── AUSGANGSTEXT ──

§ 140 Abs. 3 MarkenG n. F. lautet: „Zur Sicherung der in diesem Gesetz bezeichneten Ansprüche auf Unterlassung können einstweilige Verfügungen auch ohne die Darlegung und Glaubhaftmachung der in den §§ 935 und 940 der Zivilprozessordnung bezeichneten Voraussetzungen erlassen werden.“. Eine dem § 140 Abs. 3 MarkenG n. F. entsprechende Dringlichkeitsvermutung gab es im Wettbewerbsrecht seit jeher. Bereits § 25 UWG 1909 kodifizierte eine Dringlichkeitsvermutung und wurde ab 2004 durch § 12 Abs. 2 des neuen UWG übernommen und sprachlich präzisiert.
In der Rechtsprechung und Literatur war stets streitig, ob diese Dringlichkeitsvermutung gemäß § 12 Abs. 2 UWG im Markenrecht entsprechend angewendet werden konnte (vgl. Übersicht in Ströbele/Hacker/Thiering, MarkenG, 12. Aufl., § 14 Rn. 581 ff.).
Mit einem noch zum alten Markenrecht ergangenen Beschluss vom 12.10.2018, abgedruckt z. B. in GRUR-RR 2019, 64 f., ist das Oberlandesgericht Nürnberg der überwiegenden Meinung gefolgt und hat eine analoge Anwendung der Dringlichkeitsvermutung gemäß § 12 Abs. 2 UWG auf das Markenrecht abgelehnt mit der Folge, dass der Antragsteller den Verfügungsgrund glaubhaft machen musste. In dem entschiedenen Fall hatte der Antragsgegner ein Foto auf seiner Website veröffentlicht und damit eine Marke des Antragstellers verletzt. Nach einer Abmahnung des Antragstellers gab der Antragsgegner zwar keine strafbewehrte Unterlassungserklärung ab, so dass der Unterlassungsanspruch weiterhin gegeben war. Der Antragsgegner entfernte allerdings das markenverletzende Foto von seiner Website. Da weitere Verletzungshandlungen des Antragsgegners nicht dargelegt worden waren, ging das Oberlandesgericht Nürnberg davon aus, dass der Antragsgegner die Verletzungshandlung eingestellt hatte. In einem solchen Fall sei, so das Oberlandesgericht Nürnberg, die Rechtsverfolgung nicht mehr dringlich. Eine einstweilige Verfügung sei zur Sicherung der Ansprüche des Antragstellers nicht mehr erforderlich. Dem Antragsteller sei es zumutbar, seine Ansprüche im Hauptsacheverfahren durchzusetzen. Es fehle daher zumindest an einem Verfügungsgrund. Das Oberlandesgericht Nürnberg wies dementsprechend den Antrag auf Erlass einer einstweiligen Verfügung kostenpflichtig zurück.

───
── DATENAUSZUG ──

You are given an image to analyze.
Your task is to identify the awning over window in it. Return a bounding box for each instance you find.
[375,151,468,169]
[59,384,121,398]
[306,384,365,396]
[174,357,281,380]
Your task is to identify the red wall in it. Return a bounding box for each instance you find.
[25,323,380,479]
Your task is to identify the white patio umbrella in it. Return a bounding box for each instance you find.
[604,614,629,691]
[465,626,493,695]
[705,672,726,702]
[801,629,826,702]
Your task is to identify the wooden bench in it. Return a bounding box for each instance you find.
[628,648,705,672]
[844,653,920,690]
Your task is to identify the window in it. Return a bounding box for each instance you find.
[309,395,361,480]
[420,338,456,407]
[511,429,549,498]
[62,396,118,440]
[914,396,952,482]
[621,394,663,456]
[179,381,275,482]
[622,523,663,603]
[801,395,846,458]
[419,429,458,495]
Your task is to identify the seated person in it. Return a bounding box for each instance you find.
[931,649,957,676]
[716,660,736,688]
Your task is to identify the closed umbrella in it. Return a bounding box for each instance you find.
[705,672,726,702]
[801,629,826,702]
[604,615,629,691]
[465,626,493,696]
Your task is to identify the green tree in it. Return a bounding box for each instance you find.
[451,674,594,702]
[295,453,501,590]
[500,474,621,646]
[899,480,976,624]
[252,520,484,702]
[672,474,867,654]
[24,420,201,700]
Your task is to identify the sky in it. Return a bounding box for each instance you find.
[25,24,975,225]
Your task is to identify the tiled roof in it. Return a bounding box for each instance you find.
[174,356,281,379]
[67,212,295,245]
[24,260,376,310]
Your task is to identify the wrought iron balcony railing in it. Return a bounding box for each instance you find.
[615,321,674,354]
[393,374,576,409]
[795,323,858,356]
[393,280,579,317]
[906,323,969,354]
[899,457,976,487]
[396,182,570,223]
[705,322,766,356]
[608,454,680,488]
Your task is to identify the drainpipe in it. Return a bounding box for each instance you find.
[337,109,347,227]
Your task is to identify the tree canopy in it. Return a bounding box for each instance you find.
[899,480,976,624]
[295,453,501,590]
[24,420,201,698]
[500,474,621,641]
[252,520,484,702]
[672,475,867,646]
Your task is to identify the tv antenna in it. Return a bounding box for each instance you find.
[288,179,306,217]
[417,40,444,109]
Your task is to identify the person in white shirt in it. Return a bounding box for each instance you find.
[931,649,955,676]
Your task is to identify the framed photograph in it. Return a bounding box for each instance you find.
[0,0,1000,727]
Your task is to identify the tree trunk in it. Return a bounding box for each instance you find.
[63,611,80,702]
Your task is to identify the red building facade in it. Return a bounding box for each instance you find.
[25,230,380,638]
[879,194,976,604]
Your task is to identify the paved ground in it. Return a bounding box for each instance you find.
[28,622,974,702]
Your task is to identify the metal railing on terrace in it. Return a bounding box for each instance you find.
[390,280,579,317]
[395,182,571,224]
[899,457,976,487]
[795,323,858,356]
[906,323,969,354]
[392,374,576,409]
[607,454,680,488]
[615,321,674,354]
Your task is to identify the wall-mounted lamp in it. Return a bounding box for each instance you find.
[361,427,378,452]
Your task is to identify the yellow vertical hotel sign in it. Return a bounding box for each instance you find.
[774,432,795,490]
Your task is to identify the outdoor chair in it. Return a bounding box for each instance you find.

───

**AUFGABEN**.
**A)** An welchem Datum erging laut Ausgangstext der Beschluss des Oberlandesgerichts Nürnberg?
**B)** Prüfen Sie für jede der folgenden Aussagen, ob sie mit dem Ausgangstext übereinstimmt, und belegen Sie Ihre Entscheidung mit den ausschlaggebenden Worten des Ausgangstextes: (i) Eine Dringlichkeitsvermutung wurde bereits in § 25 UWG 1909 kodifiziert. (ii) Nach der Abmahnung gab der Antragsgegner eine strafbewehrte Unterlassungserklärung ab. (iii) Der Antragsgegner entfernte das markenverletzende Foto von seiner Website.

**LÖSUNGEN**.
**A)** Am 12.10.2018.

**B)**
(i) Ja: „Bereits § 25 UWG 1909 kodifizierte eine Dringlichkeitsvermutung“
(ii) Nein: „gab der Antragsgegner zwar keine strafbewehrte Unterlassungserklärung ab“
(iii) Ja: „Der Antragsgegner entfernte allerdings das markenverletzende Foto von seiner Website.“